____ TEXTO PARA LER

Faz uso das aulas colectivas, trabalha essencialmente obediência e associa aos comandos verbais a linguagem gestual, objectiva a sociabilização, a condução em liberdade e os comandos à distância. Usa alguns aparelhos correctores, pequenas verticais e rampas de fácil acesso para os cães. Dispensou-se da endurance canina e da disciplina de guarda, enfatiza a relação tratamento-treino e os seus alunos de quatro patas acusam em demasia o travamento, sendo melhores na obediência linear e na estática do que na dinâmica e nuclear. Os descontentes com o seu trabalho queixam-se de alguma monotonia nas aulas, que são sempre a mesma coisa (estamos a citar) e do moroso ou inexistente índice de progresso dos seus pupilos, apesar da assiduidade de grande número dos seus condutores deixar muito a desejar. Carece de ambicionar mais e de ser mais arrojada, falta-lhe clarividência para inovar e um sem número de incentivos para cativar a clientela. Será a adestradora indicada para o ensino básico canino, para aqueles que somente procuram um cão bem comportado. Graças ao tipo de exercícios propostos, as classes desta adestradora prestam-se excelentemente para pessoas de todas as idades e diferentes graus de disponibilidade física. Ela não enriquecerá mas terá sempre novos amigos.
O segundo adestrador é um indivíduo jovem, um prático, que disfarça bem a introversão pelo modo como se faz ouvir, aquisição que adquiriu por plágio, de baixo substrato cultural e de pouca erudição, desvantagens que a breve trecho o levarão ao sincretismo e à aquisição de pressupostos pedagógicos contraditórios. Ligeiramente melhor a falar do que a escrever e pretensamente despótico, usa os alunos em proveito próprio, porque precisa de singrar e não tem tempo a perder. Chegado ao desenrasque, ainda não possui a percepção dos limites exigíveis ao desempenho canino, é ambicioso e procura sempre ir mais além, peca por falta de maturidade e humildade, reclama para si méritos alheios e abusa da maledicência para reclamar o seu lugar ao sol. Vale pela experiência que adquiriu e que lhe adveio dum moroso processo de aprendizagem, sendo por isso um excelente executante, o que lhe garante a autoridade nas suas classes.

________

**OBJETIVO:** Indique se cada afirmação concorda com o texto sobre adestradores acima, respondendo sim ou não e citando as palavras do texto que o decidem: (a) A adestradora trabalha a disciplina de guarda. (b) As classes da adestradora servem pessoas de todas as idades. (c) O segundo adestrador fala um pouco melhor do que escreve.

____ INFORMAÇÃO FORNECIDA

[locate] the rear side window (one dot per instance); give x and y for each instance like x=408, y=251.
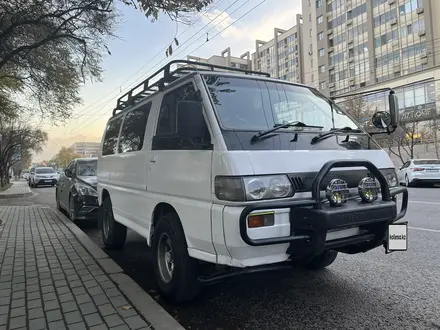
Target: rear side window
x=111, y=137
x=133, y=129
x=168, y=109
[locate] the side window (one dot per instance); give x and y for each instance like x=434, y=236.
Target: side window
x=168, y=110
x=166, y=137
x=133, y=129
x=111, y=137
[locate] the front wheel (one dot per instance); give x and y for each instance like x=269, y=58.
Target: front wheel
x=175, y=271
x=321, y=261
x=114, y=234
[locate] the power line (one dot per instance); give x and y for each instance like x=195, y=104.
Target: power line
x=155, y=56
x=345, y=64
x=181, y=51
x=211, y=20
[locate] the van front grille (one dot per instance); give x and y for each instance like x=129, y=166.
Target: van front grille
x=298, y=184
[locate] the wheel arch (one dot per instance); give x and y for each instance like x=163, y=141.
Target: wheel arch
x=158, y=211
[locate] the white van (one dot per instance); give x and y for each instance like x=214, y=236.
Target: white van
x=233, y=168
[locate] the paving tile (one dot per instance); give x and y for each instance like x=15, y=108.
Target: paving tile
x=48, y=280
x=37, y=324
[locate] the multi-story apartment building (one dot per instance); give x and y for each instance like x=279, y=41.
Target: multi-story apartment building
x=370, y=44
x=282, y=56
x=86, y=149
x=225, y=59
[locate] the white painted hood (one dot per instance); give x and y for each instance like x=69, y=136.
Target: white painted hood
x=289, y=161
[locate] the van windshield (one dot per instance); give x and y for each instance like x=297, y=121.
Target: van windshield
x=250, y=104
x=87, y=168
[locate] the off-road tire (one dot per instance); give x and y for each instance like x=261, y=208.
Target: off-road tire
x=321, y=261
x=183, y=285
x=115, y=238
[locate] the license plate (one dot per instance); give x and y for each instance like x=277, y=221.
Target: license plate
x=397, y=239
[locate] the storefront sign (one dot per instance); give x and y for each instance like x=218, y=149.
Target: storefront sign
x=418, y=113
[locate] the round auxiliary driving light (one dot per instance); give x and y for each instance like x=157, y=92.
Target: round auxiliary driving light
x=337, y=192
x=368, y=189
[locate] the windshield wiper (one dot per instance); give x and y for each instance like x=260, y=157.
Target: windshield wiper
x=280, y=126
x=334, y=131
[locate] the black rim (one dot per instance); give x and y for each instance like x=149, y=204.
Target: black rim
x=165, y=258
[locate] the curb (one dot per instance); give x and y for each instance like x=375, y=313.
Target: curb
x=6, y=196
x=155, y=314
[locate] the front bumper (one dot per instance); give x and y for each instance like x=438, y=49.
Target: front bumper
x=311, y=221
x=86, y=207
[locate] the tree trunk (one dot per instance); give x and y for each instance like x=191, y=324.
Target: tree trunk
x=435, y=128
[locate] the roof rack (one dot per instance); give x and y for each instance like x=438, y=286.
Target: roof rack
x=148, y=89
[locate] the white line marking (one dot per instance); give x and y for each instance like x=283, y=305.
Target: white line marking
x=423, y=202
x=425, y=229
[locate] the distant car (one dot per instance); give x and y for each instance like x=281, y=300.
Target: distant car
x=417, y=171
x=25, y=174
x=76, y=190
x=43, y=176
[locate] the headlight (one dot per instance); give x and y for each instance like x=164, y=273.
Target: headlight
x=390, y=175
x=337, y=192
x=253, y=188
x=85, y=190
x=369, y=189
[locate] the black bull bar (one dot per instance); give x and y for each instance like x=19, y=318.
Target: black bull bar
x=310, y=220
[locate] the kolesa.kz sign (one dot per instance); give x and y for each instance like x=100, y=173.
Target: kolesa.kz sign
x=397, y=237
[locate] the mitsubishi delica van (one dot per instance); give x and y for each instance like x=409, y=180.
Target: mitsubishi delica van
x=226, y=171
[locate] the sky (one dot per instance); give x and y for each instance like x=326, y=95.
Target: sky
x=139, y=50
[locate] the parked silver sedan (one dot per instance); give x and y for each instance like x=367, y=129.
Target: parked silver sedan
x=417, y=171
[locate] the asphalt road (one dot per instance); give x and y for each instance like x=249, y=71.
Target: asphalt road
x=368, y=291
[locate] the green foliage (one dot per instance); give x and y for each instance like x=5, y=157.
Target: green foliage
x=17, y=137
x=64, y=157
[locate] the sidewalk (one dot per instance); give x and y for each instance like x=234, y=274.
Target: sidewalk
x=19, y=188
x=52, y=276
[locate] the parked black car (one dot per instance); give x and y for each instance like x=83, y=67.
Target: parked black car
x=76, y=190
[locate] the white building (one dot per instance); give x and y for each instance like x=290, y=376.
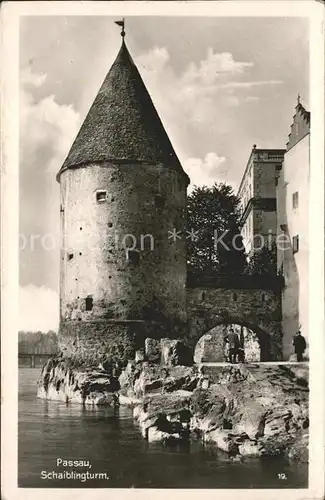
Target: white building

________

**RESULTADO ESPERADO:**
(a) Não: "Dispensou-se da endurance canina e da disciplina de guarda"
(b) Sim: "as classes desta adestradora prestam-se excelentemente para pessoas de todas as idades"
(c) Sim: "Ligeiramente melhor a falar do que a escrever"